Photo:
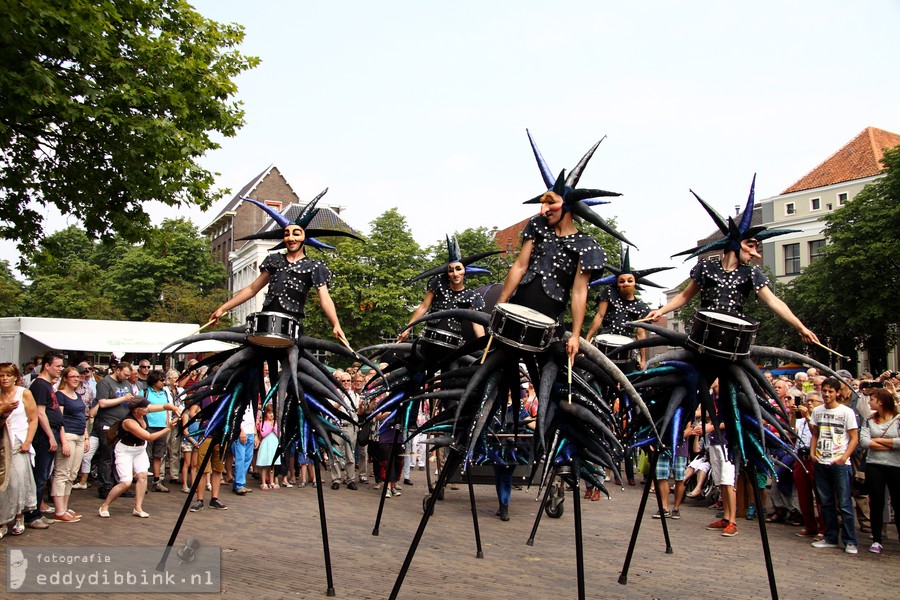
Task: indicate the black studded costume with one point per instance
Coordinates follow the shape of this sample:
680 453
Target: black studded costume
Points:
620 311
290 282
554 262
446 299
726 291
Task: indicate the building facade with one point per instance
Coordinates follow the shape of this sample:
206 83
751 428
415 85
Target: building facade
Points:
823 190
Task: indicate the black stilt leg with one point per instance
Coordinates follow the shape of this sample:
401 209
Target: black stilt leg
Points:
321 497
537 517
161 566
454 459
478 552
763 534
623 577
579 545
392 456
662 514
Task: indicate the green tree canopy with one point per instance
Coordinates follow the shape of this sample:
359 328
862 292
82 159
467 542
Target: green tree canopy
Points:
368 287
172 277
11 292
107 105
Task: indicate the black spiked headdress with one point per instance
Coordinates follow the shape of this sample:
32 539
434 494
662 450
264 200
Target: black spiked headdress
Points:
454 254
303 220
577 201
734 232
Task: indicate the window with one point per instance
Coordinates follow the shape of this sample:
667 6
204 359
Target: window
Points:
816 250
792 259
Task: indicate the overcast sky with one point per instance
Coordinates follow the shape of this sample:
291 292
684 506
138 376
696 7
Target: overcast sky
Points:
423 105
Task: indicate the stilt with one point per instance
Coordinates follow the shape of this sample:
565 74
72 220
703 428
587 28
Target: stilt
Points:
392 456
454 459
478 552
763 534
321 497
623 577
161 566
662 514
537 517
579 543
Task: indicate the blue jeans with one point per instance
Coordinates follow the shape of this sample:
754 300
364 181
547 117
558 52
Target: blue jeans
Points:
243 456
833 483
503 482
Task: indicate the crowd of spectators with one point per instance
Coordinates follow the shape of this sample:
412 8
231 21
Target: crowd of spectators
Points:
119 432
833 486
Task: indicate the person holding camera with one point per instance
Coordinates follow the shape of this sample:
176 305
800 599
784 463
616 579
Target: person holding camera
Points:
131 452
880 435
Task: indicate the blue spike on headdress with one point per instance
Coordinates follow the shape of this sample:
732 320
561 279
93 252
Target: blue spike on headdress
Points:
546 173
748 210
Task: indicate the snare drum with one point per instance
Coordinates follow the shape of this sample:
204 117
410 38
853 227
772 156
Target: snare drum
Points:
273 329
521 327
441 337
608 342
721 334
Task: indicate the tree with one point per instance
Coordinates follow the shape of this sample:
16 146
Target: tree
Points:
851 292
368 287
11 292
172 277
108 105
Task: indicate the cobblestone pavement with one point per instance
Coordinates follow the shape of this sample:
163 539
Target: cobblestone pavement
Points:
271 548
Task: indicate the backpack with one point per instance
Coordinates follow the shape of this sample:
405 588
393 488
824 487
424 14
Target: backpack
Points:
113 434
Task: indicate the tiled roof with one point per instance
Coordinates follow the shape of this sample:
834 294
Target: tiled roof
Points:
860 158
511 237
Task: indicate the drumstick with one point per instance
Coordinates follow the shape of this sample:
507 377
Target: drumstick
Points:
202 327
486 348
346 343
836 353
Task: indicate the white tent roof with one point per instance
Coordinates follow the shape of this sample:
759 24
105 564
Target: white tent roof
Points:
90 335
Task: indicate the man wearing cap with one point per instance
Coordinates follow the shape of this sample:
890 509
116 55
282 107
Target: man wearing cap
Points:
113 394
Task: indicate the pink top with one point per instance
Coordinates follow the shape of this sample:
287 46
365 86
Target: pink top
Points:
266 428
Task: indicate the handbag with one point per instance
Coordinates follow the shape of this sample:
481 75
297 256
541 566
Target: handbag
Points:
364 434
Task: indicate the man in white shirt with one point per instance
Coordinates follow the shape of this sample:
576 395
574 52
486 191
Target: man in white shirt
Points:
835 434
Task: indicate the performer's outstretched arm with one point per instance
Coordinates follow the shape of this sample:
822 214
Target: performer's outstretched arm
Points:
677 302
516 271
597 323
579 305
782 310
330 312
242 296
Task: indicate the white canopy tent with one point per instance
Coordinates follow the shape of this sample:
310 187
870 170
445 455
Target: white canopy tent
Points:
29 336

#### Exercise directions
Reproduce the entries from the line containing "Task: indicate the performer's" through the end of the entries, both ends included, replacing each occurrence of "outstretched arm" with "extended arm" and leaving everything else unchanged.

#### Answer
Task: indicate the performer's extended arm with one point per instance
Coordinates follow the shape of this sample:
822 214
Target: performer's extended arm
Points:
677 302
516 271
597 323
579 305
782 310
330 312
242 296
Task: indicate the white canopy tent with one point per instance
Coordinates follow the shape of this sample:
310 187
870 170
445 455
Target: white canopy tent
Points:
29 336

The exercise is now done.